§ What you have to do
All lines in the data that hold the word "clicks" need copying.

================

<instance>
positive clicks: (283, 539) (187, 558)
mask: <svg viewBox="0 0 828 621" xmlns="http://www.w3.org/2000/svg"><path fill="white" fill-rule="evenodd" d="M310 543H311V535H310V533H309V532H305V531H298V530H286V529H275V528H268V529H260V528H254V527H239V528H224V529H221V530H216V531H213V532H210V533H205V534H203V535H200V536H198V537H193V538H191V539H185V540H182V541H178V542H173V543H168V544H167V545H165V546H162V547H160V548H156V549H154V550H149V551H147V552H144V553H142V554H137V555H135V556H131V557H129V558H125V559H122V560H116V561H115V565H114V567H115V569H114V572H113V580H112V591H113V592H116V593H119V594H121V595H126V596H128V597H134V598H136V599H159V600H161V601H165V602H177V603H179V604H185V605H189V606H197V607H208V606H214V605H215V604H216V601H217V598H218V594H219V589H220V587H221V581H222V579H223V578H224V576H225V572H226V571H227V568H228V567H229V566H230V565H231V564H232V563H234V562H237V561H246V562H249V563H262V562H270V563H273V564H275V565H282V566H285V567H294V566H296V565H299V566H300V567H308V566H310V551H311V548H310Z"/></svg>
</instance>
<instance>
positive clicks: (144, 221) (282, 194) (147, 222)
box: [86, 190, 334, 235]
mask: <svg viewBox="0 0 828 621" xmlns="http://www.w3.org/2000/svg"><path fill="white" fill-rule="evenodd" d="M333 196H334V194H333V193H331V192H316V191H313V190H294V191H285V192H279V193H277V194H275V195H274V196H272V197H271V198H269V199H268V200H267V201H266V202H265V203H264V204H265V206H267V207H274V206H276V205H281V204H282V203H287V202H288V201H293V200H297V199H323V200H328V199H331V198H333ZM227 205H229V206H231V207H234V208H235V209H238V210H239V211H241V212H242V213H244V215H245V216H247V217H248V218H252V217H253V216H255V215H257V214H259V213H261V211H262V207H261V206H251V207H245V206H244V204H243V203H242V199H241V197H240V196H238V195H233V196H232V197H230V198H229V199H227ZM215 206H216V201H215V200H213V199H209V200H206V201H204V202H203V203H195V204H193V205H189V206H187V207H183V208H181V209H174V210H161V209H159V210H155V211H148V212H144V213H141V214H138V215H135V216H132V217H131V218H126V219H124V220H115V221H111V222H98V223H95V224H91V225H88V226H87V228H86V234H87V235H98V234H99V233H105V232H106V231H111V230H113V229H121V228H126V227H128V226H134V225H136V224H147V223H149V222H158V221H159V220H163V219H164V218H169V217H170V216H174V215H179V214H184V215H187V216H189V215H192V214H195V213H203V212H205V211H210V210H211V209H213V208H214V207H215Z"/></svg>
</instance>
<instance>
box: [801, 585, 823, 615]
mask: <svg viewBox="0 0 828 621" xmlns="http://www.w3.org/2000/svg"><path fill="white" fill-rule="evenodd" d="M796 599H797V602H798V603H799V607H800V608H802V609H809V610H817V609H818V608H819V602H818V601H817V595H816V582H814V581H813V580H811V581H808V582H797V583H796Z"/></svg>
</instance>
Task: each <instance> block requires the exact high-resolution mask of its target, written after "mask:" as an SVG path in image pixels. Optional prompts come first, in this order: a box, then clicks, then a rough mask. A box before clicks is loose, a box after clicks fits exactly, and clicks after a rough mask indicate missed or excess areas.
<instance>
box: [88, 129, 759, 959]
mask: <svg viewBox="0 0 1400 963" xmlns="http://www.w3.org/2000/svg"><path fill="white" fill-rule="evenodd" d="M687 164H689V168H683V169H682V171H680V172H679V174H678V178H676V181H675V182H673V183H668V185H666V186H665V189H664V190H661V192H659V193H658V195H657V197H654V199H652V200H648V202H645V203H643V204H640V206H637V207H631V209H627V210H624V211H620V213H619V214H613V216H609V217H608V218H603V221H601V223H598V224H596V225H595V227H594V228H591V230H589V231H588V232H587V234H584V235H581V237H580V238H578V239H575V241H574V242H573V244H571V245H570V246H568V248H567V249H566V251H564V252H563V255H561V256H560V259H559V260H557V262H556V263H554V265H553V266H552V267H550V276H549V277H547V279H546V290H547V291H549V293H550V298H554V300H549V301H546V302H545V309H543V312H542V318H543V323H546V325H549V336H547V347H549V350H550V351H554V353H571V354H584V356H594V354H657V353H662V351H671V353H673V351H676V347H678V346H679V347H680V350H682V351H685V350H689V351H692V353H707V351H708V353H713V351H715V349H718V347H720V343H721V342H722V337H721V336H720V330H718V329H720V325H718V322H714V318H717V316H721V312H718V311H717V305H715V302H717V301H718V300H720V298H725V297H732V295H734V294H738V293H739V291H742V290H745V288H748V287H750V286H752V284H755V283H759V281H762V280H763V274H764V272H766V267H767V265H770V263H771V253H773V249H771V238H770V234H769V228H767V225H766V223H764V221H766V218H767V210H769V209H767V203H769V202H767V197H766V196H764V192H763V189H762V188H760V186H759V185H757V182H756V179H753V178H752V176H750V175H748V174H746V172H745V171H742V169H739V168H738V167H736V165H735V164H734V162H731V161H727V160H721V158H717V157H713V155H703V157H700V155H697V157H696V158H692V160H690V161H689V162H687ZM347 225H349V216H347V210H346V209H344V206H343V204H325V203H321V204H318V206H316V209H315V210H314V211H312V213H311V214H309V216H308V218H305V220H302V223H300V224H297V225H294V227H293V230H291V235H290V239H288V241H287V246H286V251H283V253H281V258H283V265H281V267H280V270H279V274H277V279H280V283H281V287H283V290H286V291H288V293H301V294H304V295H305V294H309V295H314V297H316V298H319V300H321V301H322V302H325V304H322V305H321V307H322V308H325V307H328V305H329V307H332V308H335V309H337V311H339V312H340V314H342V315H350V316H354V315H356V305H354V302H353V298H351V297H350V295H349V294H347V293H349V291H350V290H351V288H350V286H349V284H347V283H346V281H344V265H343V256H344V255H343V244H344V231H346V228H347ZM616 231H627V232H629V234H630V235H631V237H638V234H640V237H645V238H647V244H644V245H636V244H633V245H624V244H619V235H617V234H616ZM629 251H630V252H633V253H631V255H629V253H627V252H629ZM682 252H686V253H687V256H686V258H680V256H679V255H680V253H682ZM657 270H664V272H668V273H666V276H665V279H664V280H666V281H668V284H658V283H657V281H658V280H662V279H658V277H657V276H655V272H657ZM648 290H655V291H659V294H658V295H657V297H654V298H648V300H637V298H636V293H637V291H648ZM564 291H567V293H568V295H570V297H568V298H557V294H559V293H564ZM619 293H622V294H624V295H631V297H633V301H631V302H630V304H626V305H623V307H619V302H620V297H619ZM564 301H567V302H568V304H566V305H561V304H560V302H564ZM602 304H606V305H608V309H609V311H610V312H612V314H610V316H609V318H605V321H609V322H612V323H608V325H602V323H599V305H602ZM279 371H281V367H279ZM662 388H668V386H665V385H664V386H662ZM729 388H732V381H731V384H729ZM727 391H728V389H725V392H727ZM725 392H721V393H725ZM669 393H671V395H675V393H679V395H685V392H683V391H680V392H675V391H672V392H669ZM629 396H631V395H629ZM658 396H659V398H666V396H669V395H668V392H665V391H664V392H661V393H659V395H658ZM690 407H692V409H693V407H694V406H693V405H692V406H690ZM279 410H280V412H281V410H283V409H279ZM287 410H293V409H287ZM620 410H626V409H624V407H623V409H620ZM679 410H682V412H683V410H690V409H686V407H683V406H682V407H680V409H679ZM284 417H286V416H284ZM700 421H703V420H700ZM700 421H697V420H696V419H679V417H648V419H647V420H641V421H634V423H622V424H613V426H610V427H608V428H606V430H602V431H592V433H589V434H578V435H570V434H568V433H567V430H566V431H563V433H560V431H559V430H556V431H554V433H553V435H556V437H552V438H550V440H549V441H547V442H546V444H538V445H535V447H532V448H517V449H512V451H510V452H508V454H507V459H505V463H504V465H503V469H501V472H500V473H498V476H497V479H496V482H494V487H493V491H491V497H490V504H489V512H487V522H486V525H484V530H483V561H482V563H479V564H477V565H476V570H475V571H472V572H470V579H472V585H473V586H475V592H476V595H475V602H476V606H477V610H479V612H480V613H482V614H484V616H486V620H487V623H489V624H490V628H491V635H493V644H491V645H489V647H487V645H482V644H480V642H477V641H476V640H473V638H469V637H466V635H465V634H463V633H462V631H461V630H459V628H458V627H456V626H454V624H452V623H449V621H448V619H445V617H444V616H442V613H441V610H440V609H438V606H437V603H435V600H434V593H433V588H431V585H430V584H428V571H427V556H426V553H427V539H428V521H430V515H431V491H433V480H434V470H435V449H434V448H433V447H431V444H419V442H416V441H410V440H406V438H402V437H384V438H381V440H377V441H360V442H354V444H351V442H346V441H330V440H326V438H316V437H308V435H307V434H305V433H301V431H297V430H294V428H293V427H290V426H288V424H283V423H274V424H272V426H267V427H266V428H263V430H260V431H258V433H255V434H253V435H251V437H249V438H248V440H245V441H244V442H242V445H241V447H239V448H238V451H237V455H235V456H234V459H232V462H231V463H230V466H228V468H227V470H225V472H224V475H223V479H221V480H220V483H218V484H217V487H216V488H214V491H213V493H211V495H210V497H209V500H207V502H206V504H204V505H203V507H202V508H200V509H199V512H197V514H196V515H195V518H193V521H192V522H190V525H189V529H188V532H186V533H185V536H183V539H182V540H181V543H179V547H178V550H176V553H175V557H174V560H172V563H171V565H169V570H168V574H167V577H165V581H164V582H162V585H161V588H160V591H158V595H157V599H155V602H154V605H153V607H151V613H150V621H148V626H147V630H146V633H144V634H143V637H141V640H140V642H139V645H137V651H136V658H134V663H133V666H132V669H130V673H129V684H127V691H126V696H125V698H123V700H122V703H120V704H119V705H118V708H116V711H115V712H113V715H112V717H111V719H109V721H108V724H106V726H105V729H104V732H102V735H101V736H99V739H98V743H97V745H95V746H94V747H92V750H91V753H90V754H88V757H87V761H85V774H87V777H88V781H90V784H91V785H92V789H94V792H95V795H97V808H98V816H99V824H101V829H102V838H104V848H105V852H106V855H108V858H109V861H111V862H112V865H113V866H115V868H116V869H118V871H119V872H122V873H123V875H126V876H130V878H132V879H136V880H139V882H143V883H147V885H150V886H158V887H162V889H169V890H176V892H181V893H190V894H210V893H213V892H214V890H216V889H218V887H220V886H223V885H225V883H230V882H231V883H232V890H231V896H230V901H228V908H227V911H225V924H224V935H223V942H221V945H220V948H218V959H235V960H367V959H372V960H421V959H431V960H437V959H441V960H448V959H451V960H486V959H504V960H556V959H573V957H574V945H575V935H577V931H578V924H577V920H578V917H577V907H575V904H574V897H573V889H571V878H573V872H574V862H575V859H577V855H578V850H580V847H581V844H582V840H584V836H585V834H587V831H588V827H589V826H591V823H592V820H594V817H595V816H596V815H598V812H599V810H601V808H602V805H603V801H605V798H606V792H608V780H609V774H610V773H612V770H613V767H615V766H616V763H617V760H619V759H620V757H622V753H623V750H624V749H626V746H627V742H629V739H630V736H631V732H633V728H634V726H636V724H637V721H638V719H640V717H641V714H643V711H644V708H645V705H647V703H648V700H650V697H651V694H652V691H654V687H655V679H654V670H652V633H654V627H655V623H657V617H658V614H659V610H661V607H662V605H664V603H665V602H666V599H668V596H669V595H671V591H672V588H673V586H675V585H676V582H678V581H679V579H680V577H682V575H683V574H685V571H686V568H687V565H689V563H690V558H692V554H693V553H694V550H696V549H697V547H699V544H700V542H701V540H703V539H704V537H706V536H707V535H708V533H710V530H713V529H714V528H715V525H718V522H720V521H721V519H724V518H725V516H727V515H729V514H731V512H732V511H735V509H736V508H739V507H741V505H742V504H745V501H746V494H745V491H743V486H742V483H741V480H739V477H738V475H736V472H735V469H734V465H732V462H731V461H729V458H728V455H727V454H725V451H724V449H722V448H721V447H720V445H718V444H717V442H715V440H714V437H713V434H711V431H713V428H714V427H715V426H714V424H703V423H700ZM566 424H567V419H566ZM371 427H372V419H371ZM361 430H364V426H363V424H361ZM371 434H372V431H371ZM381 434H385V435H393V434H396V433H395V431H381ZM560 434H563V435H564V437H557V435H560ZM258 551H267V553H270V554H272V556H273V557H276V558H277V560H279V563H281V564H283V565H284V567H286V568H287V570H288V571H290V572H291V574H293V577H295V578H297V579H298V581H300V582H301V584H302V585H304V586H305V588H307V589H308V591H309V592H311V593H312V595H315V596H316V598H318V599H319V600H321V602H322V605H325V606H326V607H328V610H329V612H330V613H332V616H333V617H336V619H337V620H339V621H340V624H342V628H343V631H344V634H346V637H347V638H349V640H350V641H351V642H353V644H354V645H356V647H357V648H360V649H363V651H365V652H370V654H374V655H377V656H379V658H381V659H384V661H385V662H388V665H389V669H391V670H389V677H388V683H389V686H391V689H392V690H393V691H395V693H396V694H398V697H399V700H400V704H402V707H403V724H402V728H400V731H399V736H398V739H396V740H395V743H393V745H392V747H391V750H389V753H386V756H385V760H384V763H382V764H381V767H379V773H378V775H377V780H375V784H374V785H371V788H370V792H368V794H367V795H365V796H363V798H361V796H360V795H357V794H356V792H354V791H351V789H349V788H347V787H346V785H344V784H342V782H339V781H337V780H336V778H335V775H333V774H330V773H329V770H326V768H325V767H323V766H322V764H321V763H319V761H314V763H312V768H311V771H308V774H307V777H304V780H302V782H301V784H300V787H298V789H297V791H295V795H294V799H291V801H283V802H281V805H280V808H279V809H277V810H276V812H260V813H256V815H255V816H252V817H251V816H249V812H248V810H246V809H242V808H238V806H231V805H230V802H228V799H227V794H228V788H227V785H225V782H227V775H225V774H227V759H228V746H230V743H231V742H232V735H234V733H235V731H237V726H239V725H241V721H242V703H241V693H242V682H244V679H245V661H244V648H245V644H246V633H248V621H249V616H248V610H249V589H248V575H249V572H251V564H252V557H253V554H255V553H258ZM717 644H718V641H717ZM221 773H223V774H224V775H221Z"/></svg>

================

§ Exercise output
positive clicks: (283, 539) (187, 558)
positive clicks: (144, 221) (282, 194) (147, 222)
Task: each <instance> block requires the exact high-resolution mask of its target, written after "mask:" as an SVG path in image pixels. Optional prompts come first, in this order: a box, then clicks, then a rough mask. A box before clicks is loose, a box after clicks fits exactly, and clicks after a rough mask indicate missed or excess areas.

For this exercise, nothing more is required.